>> begin DOCUMENT EXTRACT

I think those are the keys to success. Ask questions, be involved in the process. You don't have to change your whole org to pilot. Uh you just have to decide that you're going to, and that's the biggest barrier to overcome.

Carolyn Woodard

And it seems like at that point, too, then you've got something great to take to your funders where you want to scale something that you tried versus starting something brand new that you want to get the grant for.

Carolyn Woodard

Have you did you um when you've worked with different organizations, have has anything like surprising come out of pilots that you've done? Like what have you learned from doing this work?

Chip Kennedy

I think we learn a ton when we pilot with organizations. And not every organization pilots, but as I said, more should.

Chip Kennedy

I think the biggest consistent learning that's surprised me consistently, um, which I is a bit of an oxymoron, is organizations often tell us where our technology starts. So someone has you know a nonprofit doing um CSPG community action uh programs for poverty alleviation might have 80 programs. So they'll start in one program, and then as the pilot's running, other folks in the organization start to see the experiences that clients and community members have with our technology, and then the better experience that caseworkers are having with processing applications because of our technology. And the organizationally they'll say, well, when it's going well, we actually picked the wrong program. This program over here really needs it. Um

Chip Kennedy

We had a whole county government tell us yesterday of just like, hey, we're I know we're building the pilot over here, but someone heard the demo from this department, and this other department wants to cut the line. Um and I

Chip Kennedy

I know I'm I'm speaking well of our technology, but the learning is, and this is the beauty of it, these were in cost-limited, time-limited engagements. So no one in the county, no one in the community action agency, no one in the nonprofit got in trouble. No one made a bad decision by telling the vendor to start out in one in one department in one program because there was no cost to switching. It was really easy for us to switch.

>> end DOCUMENT EXTRACT
>> begin INFORMATION SUPPLIED

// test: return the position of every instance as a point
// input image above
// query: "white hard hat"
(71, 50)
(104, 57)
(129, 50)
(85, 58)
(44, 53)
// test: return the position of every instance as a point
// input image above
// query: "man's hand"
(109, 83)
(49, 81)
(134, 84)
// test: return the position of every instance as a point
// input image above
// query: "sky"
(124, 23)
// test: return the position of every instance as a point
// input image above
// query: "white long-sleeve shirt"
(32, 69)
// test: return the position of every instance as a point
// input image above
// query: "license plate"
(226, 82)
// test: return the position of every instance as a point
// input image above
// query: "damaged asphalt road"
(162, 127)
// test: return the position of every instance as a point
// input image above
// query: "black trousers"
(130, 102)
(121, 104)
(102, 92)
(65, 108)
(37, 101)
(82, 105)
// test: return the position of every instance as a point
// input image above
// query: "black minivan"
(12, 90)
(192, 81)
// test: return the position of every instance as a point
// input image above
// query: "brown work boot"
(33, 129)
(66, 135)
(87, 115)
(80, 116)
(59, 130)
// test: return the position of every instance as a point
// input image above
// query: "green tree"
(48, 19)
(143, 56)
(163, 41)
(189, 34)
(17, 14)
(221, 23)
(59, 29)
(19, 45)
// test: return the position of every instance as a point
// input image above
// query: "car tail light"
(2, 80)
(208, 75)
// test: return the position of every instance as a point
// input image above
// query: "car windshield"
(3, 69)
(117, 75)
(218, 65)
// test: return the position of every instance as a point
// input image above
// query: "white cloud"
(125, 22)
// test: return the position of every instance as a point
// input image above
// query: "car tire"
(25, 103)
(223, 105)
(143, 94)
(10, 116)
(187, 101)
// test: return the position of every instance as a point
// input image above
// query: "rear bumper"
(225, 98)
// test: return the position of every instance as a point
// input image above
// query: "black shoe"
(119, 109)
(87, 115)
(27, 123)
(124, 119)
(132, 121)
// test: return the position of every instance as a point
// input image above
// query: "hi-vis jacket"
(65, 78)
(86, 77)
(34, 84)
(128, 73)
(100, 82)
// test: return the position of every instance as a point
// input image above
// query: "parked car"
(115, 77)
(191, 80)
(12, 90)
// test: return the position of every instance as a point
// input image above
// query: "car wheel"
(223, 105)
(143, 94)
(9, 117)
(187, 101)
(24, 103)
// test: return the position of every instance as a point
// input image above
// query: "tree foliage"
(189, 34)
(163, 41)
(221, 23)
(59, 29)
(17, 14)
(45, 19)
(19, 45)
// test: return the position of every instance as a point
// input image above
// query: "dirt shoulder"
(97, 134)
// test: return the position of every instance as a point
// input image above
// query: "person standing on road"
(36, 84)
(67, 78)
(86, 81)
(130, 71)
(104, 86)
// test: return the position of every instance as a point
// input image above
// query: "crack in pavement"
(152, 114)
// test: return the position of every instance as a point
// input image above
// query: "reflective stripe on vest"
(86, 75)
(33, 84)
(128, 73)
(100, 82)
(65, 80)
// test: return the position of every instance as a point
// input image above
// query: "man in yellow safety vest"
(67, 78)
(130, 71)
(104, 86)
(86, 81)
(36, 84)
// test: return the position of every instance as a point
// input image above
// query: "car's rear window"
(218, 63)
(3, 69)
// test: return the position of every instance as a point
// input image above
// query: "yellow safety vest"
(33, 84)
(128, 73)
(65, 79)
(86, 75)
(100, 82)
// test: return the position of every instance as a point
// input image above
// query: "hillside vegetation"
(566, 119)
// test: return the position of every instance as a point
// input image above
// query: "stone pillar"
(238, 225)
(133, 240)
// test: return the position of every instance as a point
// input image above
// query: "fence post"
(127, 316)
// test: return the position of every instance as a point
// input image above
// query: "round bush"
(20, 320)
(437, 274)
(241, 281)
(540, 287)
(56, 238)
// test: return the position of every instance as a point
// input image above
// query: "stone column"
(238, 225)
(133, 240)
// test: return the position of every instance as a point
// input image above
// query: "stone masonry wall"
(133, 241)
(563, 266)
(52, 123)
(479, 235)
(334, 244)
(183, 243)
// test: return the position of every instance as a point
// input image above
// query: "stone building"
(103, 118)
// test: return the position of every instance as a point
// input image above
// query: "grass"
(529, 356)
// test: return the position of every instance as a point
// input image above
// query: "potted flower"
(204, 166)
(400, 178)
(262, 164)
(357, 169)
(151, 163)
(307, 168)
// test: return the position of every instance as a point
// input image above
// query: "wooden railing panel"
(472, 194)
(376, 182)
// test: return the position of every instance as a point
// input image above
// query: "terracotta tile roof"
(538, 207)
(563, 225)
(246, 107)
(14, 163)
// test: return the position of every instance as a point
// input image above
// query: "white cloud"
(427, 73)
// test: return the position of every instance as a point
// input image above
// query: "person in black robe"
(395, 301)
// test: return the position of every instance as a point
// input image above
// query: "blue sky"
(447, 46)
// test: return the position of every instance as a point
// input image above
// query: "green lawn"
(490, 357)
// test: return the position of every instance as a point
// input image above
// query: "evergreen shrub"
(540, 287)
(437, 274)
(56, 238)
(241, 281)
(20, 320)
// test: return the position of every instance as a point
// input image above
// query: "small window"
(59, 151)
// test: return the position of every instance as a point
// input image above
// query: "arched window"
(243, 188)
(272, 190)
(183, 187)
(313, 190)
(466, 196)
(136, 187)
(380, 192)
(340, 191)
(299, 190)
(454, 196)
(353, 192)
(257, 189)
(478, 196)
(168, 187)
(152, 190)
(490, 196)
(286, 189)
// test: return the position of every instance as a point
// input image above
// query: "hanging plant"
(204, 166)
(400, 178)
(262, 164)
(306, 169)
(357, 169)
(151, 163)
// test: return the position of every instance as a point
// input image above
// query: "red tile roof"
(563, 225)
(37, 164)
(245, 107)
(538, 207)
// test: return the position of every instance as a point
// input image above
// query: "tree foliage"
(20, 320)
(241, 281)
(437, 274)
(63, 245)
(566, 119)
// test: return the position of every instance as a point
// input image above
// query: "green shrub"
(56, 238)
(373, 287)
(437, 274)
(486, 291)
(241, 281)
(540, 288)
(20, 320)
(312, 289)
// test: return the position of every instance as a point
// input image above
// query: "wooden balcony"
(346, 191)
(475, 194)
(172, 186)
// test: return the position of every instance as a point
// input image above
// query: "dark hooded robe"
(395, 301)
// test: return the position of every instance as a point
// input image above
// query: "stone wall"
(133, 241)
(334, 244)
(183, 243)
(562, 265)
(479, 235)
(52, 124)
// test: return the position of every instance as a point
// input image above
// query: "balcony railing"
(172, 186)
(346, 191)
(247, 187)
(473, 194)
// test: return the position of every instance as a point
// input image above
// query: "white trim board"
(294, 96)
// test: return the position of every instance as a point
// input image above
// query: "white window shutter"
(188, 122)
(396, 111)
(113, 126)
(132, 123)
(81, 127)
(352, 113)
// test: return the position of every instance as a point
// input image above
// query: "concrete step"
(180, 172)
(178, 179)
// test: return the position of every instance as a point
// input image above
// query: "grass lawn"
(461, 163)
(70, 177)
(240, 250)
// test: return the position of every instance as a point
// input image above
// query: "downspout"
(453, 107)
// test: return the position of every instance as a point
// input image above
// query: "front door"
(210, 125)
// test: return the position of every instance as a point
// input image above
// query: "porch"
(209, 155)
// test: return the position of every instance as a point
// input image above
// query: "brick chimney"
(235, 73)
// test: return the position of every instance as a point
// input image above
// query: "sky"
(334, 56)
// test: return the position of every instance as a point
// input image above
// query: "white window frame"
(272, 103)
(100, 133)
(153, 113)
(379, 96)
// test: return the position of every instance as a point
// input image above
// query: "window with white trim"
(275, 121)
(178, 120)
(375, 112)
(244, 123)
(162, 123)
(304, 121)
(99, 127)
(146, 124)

>> end INFORMATION SUPPLIED

CHALLENGE 1 »
In the transcript about piloting technology, rewrite the paragraph beginning "I know I'm I'm speaking well of our technology" as a short bulleted list that keeps its main facts.
CHALLENGE 2 »
Carry on the transcript about piloting technology from the point where it stops.

EXERCISE OUTPUT 1 »
- The pilots were limited in both cost and time.
- Because of that, no one in the county, the community action agency, or the nonprofit got in trouble.
- Telling the vendor to start in one department or program wasn't a bad decision, since switching cost nothing.
- Switching was easy for the vendor.

EXERCISE OUTPUT 2 »
Chip Kennedy

And that's not true outside of a pilot, but because we were in the safe bubble of a pilot, everyone got to learn from it. And then in the full implementations, we knew, all right, there's a much more needy, a much more important starting point for us. So you learn about impact and you learn where the impact is going to be. It's not always where you might think.

Carolyn Woodard

I mentioned this in the email when we were um talking about setting this up and talking today that I've recently been thinking a lot about this issue that it's very difficult in the nonprofit space to experiment and to fail.

Carolyn Woodard

Because usually you have a donor or a funder who gave you the money, the funding, the grant to do the specific thing. And they want to see that that was effective. And it's so it's kind of like you're saying like they skipped over the part where you learn what's gonna work the best, and that you have an ability to fail or have an experiment not go as well or have a pilot run that you're like, oh, we actually need to do it this way. It'll be more effective, or it'll, you know, like we learned these things that we know that now that we have to do.

Carolyn Woodard

So I wondered if you could talk a little bit about that issue. Because you, again, you've been on both sides of this, you know, funding and funding is always a problem. Uh, technology at nonprofits, technology at, you know, government agencies is always kind of a big investment that they often have to just make not totally blind, but they have to listen to what the demo says and what the salespeople say and what the vendor is telling them. Um,

Carolyn Woodard

So I would love for you to just explore that a little bit more of like what have you seen and do you have ideas on helping grow that space where you're able to do a pilot, able to experiment, and able for it to not go perfectly, but lead to a better outcome later on.

Chip Kennedy

Yeah.

Carolyn Woodard

With a like $100 million question, like, can you just solve that?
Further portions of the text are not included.